Your goal:
Every line below between the one holding "Task: point to each instance of the tree" and the one holding "Task: point to each instance of the black wristband", inclusive, should be copied exactly, and no other line.

[Image point grounding data]
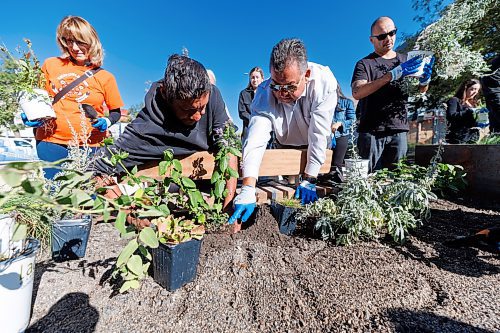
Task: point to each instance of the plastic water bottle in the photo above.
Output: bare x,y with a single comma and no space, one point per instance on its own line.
482,119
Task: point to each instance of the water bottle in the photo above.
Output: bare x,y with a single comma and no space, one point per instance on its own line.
482,119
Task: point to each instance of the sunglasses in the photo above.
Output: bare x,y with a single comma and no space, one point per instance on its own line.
287,88
384,36
69,42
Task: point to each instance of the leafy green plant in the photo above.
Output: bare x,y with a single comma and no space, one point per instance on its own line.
35,205
290,202
389,201
491,139
153,201
17,74
450,179
228,144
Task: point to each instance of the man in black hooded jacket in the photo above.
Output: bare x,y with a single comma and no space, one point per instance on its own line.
183,112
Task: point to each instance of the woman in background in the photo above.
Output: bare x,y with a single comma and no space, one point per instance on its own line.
460,113
81,51
256,76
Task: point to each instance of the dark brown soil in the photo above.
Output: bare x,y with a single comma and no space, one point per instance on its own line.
261,281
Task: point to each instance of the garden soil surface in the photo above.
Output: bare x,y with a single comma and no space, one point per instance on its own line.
261,281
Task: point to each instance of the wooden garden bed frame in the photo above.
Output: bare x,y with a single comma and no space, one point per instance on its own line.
276,162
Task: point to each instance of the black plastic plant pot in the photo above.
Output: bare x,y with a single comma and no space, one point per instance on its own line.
175,265
70,238
285,216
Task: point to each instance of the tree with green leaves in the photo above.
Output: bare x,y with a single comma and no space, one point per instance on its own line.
463,36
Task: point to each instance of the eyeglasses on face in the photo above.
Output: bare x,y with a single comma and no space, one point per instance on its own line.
290,88
69,42
287,88
384,36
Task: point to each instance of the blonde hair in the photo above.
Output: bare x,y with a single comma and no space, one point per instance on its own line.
79,29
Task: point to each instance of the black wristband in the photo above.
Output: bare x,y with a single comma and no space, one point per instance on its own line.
311,180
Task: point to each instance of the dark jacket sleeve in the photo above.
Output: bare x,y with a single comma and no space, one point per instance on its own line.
243,109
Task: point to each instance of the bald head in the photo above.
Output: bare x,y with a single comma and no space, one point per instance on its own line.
382,20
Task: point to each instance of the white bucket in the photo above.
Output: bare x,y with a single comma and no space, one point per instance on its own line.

Written reply:
Task: point to each instance of the tree with green leaves in the photo above.
Output: bare x,y with a single comma and no space, one point per instance on its own line.
463,36
Task: point to each instance of the eyeglasses on face in the photo above.
Output: bare x,y with a single comma and no space, one point per instance on its own line.
290,88
69,42
287,88
384,36
Task: point to each instance of the blonde hair in the photo above.
Output: bare x,y with a single comma and no space, one point per instance on its own line.
79,29
Task: point to each instance of the black wristband in the photo above.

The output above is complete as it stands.